Comptez les lignes des entrées ci-dessous qui contiennent la chaîne « pattern », en respectant la casse. Donnez uniquement ce nombre.

___ Entrées de données ___

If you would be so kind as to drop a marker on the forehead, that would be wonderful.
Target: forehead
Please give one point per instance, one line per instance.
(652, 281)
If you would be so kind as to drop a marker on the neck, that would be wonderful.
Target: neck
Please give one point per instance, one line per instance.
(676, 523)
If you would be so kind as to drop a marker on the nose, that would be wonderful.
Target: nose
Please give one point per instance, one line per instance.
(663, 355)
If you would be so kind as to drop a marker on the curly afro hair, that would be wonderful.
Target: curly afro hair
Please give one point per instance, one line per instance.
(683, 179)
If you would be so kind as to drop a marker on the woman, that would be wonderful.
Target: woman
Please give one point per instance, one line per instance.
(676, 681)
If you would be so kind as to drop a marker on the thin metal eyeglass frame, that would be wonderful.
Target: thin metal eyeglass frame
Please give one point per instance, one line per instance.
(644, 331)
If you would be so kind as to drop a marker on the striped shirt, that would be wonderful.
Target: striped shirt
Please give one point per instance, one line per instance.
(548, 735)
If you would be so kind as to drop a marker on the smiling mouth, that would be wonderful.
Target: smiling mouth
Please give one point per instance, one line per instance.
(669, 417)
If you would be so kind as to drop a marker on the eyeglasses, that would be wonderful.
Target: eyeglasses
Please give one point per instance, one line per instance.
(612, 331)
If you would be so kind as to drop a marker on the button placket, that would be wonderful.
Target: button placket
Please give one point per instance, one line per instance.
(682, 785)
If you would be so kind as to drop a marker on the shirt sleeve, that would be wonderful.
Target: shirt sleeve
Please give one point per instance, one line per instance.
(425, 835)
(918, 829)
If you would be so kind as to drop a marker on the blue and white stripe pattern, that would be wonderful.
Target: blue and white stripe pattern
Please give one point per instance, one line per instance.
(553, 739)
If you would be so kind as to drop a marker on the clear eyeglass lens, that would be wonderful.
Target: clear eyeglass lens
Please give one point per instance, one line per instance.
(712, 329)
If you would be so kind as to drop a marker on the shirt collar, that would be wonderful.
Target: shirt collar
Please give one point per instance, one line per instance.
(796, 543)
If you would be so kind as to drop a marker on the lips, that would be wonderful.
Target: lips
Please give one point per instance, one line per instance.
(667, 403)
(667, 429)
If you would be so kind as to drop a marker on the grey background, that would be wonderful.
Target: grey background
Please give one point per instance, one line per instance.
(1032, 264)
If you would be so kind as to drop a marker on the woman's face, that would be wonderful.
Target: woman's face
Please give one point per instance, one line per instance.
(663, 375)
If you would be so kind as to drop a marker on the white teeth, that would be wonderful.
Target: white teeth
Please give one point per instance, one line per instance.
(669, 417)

___
___ Entrées de données ___

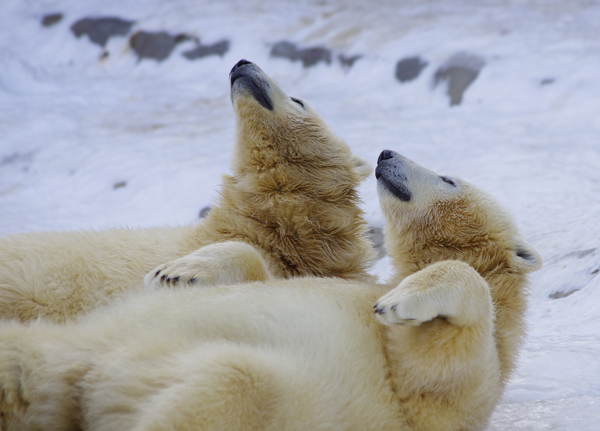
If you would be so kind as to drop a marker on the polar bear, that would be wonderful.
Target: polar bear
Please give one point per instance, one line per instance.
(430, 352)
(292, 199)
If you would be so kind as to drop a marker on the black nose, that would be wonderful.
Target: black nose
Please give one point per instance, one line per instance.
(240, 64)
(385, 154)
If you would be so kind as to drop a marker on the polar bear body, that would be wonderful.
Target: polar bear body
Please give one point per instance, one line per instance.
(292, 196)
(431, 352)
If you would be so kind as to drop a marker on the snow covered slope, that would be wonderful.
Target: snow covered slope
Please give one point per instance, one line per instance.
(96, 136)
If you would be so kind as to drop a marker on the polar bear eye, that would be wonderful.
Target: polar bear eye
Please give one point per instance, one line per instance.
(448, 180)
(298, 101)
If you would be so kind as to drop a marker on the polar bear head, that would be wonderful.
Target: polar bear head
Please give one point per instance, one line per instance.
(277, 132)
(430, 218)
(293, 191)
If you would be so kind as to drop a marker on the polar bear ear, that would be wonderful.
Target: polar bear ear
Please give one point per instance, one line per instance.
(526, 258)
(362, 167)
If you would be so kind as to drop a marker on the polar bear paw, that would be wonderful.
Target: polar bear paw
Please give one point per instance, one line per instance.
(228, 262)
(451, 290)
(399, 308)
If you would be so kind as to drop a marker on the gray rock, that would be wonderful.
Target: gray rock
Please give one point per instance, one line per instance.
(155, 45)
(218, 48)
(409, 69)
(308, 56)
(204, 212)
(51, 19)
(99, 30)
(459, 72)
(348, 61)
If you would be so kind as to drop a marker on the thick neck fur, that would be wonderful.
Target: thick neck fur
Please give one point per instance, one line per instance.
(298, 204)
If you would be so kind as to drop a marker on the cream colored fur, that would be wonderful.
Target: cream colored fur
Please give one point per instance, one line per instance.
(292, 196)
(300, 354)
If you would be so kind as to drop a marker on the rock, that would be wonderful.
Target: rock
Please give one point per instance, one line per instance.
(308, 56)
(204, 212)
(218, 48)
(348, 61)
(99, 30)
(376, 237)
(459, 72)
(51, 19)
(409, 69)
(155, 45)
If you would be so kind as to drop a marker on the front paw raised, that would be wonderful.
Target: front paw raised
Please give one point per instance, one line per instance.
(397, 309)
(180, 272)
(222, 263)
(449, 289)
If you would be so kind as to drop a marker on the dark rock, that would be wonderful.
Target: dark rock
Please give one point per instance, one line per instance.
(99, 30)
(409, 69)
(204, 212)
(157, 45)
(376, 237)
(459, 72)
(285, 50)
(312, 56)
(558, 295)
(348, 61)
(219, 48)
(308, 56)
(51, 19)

___
___ Entrées de données ___

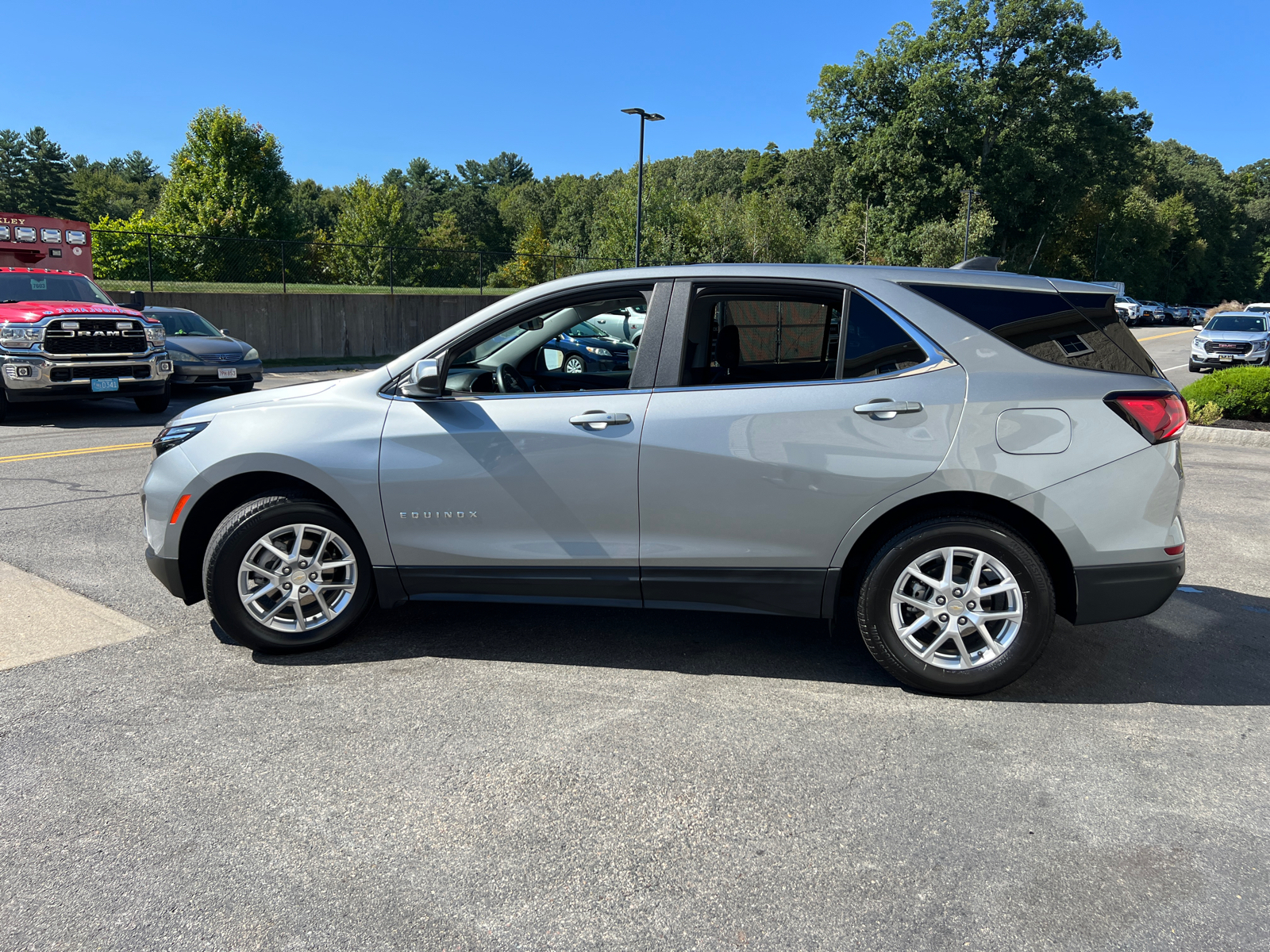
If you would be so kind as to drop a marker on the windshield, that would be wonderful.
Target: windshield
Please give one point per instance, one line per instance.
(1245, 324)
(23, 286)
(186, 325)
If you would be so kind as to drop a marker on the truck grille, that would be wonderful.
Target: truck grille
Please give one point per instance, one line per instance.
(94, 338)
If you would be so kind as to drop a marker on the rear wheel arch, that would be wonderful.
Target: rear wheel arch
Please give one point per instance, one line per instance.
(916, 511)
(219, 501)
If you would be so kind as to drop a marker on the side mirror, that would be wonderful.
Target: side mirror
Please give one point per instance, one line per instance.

___

→ La réponse: 2